Study questions:
a: In the text on COVID-19 contact tracing, how close must app users' smartphones be, and for how long, before they exchange random codes?
b: Continue the text on COVID-19 contact tracing from the point where it stops.
== Study text
Why do we need to identify those who have been in close contact with someone who has COVID-19?

In the case of COVID-19, close contacts can be guided to self-quarantine for 14 days and monitor themselves for symptoms. If a close contact develops symptoms, with the knowledge that they may have been exposed, they can interact with a healthcare expert to seek the right medical assistance while also protecting others from the disease.

Contact tracing is so important our world right now. Many people who contract COVID-19 have no symptoms (are asymptomatic) or experience very mild illness, and so do not know that they have it and that they are exposing others to the virus. They also do not know if they’ve exposed someone who is at high risk of severe illness if they contract COVID‑19. High-risk individuals are people who are possibly immunocompromised (such as those who have HIV or TB, cancer survivors and transplant recipients), those who have chronic illnesses and those over the age of 60.

 

Why do we need apps to assist with the contact tracing process?

Contact tracing is a time-consuming, manual process that has its limits as the person who tests positive for COVID-19 needs to remember all the people they have been in close contact with for the past two weeks and their contact details, which is not possible for people they come into contact with in public places such as the grocery store or public transport.

Bluetooth contact tracing apps, like COVID ALERT SA, replace the need for us to remember and identify close contacts by simply letting app users’ smartphones “say hi” to each other and keep a record of all the times this happens.

And, app users’ identities are kept private at all times.

 

13 simple steps: Here’s how the COVID Alert SA app allows for Bluetooth contact-tracing

  1. The COVID Alert SA app uses Bluetooth signals to exchange ‘random codes’ (these are just random numbers that change several times a day) with other COVID Alert SA app users.
  2. This happens when app users’ smartphones are within two metres of each other for more than 15 minutes.
  3. This process happens when app users are near to people that they know – such as when near to friends, family or colleagues – and people that they aren’t acquainted with – such as at the shops in a queue, or on public transport.
  4. As long as the COVID Alert SA app is running on smartphones that are near enough to each other, they will share random codes – almost like they have given each other a digital handshake.
====
== Dataset excerpts
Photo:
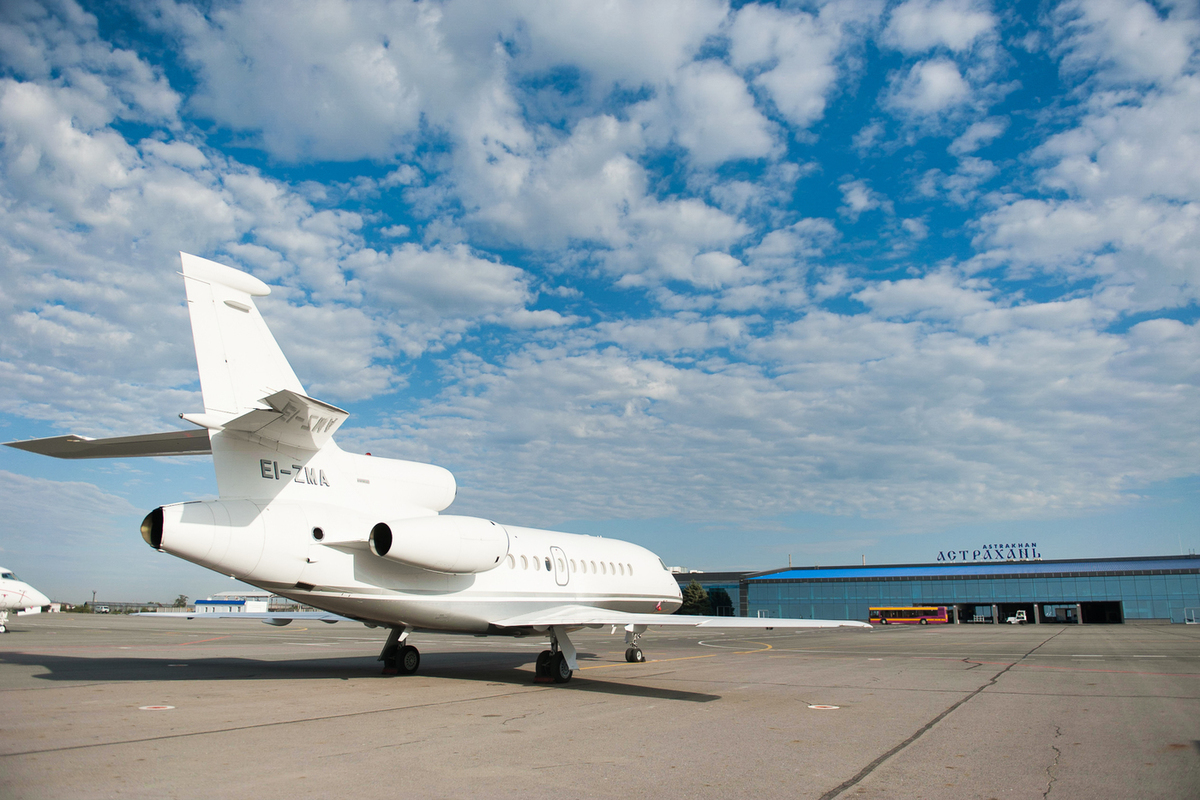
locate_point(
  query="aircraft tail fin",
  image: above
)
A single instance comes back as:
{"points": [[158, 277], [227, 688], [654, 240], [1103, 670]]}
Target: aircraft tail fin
====
== Dataset excerpts
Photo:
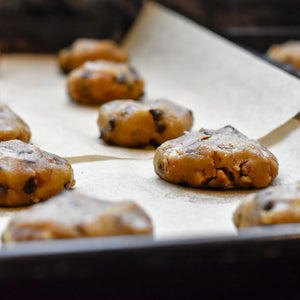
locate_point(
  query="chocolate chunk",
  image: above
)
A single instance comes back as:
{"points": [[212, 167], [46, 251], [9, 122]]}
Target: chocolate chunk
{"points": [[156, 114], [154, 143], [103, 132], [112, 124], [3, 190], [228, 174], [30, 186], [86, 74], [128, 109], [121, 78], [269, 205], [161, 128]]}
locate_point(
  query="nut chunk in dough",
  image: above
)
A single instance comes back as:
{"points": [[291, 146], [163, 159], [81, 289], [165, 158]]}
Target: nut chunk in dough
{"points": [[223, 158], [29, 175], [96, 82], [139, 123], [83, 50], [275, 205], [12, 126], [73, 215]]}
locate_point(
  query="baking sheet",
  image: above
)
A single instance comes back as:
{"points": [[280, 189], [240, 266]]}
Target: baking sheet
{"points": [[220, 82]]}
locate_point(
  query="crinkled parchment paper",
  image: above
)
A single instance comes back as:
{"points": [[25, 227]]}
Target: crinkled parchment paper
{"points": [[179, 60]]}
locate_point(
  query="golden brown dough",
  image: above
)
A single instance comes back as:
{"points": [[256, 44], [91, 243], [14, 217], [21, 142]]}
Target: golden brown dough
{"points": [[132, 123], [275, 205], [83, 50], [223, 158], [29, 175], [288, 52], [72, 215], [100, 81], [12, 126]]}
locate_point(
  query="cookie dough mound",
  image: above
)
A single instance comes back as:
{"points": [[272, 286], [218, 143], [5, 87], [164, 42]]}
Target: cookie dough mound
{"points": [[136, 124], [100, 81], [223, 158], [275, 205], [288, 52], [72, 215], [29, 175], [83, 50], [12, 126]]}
====
Your responses:
a: Within two meters of each other for more than 15 minutes.

b:
  5. The random codes exchanged at the time of the ‘digital handshake’ are stored in a log on each phone for 16 days.
  6. At no stage is the identity and location of the device users required for this exchange to happen. All that the COVID Alert SA app tracks is the proximity of smartphone devices to one another and how long they are in contact.
  7. Then, when an app user contracts COVID‑19 and a test shows they have the disease, they can choose to anonymously report this information to the app community. That kicks off the Bluetooth-based contact tracing process.
  8. Their smartphone uploads the random codes that it has on record from the past 16 days to the Exposure Notification Server.
  9. The Server sends these random codes to all of other app users.
  10. Each app user’s device runs through these random codes to check for a match between these codes and the codes it has stored in the past 16 days (every time it has come into contact with another device using the COVID Alert SA app).
  11. If there is a match, the device notifies the user that there they have potentially been exposed to COVID‑19, with the date on which they were in contact with someone who has tested positive.
  12. App users also receive information on what to do next to self-quarantine (for 14 days), watch for symptoms of COVID-19, and to optimise their health and wellbeing.
  13. This all happens in a way that preserves the privacy of every app user at all times.

 

It’s clear that by joining other COVID Alert SA app users, we join powerful community of people who want to work together to Stay Safe, save lives and turn the tide on COVID-19 in South Africa. The power is in our hands. Let’s join the COVID Alert SA community today and play our part in keeping one another safe.